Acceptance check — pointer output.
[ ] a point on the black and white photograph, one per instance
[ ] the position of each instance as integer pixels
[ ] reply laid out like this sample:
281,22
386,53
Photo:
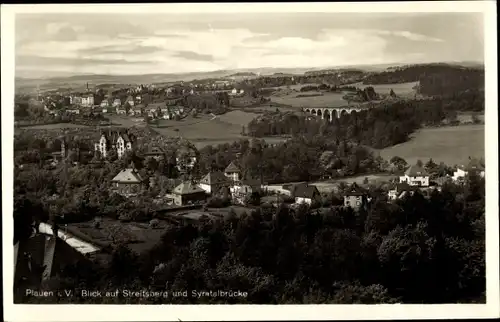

===============

> [EXERCISE]
Return the lines above word for word, omitting the picture.

> [PROBLEM SOLUTION]
Acceptance check — pointer output.
[ ] a point on the black and white photograph, one per instance
[ ] the position of each instance as integer pixels
[ ] reply laid out like this sample:
281,22
386,53
Photo:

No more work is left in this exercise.